- Given instruction
Every line from the line containing "Can you see the soldier in formation" through the final line below is to be repeated exactly; no other line is.

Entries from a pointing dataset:
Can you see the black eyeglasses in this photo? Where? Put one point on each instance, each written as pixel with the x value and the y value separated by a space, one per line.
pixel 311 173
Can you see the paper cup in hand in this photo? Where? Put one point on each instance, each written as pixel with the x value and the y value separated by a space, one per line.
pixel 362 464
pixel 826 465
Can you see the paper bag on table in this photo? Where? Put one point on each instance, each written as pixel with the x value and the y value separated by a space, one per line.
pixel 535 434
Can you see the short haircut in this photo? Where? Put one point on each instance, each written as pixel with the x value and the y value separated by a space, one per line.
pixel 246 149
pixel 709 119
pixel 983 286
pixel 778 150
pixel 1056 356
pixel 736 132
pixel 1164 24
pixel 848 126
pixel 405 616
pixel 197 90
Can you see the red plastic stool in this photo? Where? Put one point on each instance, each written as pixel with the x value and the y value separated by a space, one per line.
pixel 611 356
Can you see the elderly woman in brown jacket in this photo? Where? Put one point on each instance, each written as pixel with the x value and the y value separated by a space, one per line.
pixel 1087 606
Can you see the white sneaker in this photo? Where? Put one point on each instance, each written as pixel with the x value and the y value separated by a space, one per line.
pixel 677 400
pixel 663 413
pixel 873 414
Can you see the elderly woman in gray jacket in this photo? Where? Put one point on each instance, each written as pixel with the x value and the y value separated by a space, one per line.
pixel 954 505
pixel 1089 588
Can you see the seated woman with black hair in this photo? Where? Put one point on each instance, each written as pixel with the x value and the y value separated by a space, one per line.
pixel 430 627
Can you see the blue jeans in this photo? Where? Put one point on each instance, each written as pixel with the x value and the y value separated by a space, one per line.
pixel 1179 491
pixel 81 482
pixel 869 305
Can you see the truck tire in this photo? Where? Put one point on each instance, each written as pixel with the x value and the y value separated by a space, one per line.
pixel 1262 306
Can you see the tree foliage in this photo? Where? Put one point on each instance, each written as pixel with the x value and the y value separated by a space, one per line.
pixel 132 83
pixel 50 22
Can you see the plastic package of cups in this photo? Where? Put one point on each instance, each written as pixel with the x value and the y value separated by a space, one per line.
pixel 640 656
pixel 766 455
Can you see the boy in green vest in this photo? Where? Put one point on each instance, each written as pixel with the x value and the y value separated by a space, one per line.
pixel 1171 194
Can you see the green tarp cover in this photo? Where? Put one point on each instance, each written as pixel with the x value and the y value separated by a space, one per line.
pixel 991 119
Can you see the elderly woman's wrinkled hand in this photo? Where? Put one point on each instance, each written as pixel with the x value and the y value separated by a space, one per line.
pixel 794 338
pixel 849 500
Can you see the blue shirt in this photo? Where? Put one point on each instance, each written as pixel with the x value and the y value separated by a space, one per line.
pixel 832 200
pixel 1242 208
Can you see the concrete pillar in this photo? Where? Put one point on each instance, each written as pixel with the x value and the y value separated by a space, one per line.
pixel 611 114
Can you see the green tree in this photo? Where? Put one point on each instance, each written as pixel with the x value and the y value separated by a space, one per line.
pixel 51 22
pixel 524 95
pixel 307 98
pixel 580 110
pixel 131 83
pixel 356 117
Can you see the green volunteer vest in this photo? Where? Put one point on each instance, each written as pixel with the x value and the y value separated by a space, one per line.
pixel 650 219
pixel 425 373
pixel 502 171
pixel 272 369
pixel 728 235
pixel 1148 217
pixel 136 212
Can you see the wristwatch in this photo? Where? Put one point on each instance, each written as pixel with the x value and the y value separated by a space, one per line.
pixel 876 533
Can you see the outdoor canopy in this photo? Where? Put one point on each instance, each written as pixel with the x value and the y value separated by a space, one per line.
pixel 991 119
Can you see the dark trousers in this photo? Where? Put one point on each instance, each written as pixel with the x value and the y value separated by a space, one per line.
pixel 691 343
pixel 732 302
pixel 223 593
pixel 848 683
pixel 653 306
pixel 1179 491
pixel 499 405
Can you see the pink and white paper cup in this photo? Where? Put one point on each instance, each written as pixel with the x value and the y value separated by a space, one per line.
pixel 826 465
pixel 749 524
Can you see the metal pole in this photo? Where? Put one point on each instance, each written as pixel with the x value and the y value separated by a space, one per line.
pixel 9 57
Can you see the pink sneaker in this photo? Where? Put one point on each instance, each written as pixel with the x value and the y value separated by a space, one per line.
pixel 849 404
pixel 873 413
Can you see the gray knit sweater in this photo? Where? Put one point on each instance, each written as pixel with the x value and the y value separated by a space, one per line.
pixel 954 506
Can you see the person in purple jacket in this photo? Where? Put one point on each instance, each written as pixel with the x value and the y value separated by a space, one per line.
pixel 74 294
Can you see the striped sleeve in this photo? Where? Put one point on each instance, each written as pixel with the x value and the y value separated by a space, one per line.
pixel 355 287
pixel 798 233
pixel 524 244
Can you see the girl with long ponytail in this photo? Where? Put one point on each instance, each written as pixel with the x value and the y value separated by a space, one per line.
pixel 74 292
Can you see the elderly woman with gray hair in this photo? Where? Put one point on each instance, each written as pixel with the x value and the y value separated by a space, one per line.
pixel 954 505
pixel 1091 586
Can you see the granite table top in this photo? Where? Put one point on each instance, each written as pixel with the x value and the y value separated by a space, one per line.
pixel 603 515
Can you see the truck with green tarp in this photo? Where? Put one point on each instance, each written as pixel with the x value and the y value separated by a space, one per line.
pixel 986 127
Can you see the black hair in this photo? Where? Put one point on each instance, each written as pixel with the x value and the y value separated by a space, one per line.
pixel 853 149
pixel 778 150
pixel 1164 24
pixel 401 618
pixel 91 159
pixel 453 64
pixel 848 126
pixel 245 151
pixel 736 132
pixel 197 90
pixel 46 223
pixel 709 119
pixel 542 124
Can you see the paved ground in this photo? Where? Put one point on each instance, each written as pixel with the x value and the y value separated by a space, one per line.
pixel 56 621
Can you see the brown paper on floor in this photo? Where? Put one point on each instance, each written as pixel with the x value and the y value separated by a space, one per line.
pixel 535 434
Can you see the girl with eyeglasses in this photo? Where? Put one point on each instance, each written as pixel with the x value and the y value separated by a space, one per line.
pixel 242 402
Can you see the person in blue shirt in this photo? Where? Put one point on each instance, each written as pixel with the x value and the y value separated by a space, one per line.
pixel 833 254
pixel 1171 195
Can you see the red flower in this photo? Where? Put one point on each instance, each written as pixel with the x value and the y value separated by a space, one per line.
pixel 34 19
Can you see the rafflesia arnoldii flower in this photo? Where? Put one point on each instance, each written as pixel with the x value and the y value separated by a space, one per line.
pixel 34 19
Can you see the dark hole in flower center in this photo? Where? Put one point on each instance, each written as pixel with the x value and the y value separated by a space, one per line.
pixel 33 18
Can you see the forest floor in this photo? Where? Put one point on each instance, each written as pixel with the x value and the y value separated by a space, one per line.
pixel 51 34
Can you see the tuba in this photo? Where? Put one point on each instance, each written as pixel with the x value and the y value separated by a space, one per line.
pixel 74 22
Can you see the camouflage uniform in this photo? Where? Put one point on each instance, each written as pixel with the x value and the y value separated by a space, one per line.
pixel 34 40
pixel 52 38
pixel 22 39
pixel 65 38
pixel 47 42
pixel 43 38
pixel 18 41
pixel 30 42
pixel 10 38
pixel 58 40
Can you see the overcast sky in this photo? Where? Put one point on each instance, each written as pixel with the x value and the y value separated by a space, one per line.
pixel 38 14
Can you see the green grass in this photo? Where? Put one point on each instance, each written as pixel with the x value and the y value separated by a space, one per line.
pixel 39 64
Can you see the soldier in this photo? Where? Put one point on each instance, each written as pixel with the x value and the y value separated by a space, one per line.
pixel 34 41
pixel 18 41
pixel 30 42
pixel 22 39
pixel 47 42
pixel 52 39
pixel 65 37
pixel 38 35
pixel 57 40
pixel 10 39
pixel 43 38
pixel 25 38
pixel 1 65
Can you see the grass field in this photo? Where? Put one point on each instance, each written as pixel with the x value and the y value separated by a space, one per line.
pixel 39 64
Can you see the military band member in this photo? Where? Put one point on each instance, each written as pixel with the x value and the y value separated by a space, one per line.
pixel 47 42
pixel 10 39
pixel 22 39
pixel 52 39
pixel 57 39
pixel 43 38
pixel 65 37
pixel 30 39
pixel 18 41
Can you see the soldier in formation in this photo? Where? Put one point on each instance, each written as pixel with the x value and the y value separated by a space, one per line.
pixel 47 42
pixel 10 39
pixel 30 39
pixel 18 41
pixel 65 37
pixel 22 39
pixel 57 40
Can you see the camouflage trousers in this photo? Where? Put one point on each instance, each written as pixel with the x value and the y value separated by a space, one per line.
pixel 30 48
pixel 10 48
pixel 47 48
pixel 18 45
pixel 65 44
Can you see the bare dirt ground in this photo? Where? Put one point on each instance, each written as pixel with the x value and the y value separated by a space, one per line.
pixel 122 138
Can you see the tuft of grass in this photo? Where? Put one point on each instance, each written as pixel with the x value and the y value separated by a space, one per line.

- Solution for this problem
Can you see the soldier in formation in this photo? Where? Put one point on each instance, each written as pixel with the x value and the y value separated by a space, one per line.
pixel 47 42
pixel 10 39
pixel 30 39
pixel 18 41
pixel 65 37
pixel 22 39
pixel 57 40
Can you see the camouflage trousers in this photo? Where? Put one point on each instance, each written as pixel with the x value and the y value separated by a space, one per line.
pixel 30 48
pixel 10 48
pixel 47 48
pixel 18 45
pixel 65 44
Can you see the bare dirt ground in this photo? Where? Put one point on each instance, each written as pixel with the x value and the y value separated by a space, one per line.
pixel 122 138
Can you see the tuft of grass in this photo? Where? Put one point on each instance, each written as pixel with the x value and the y value separated by a space, one per line.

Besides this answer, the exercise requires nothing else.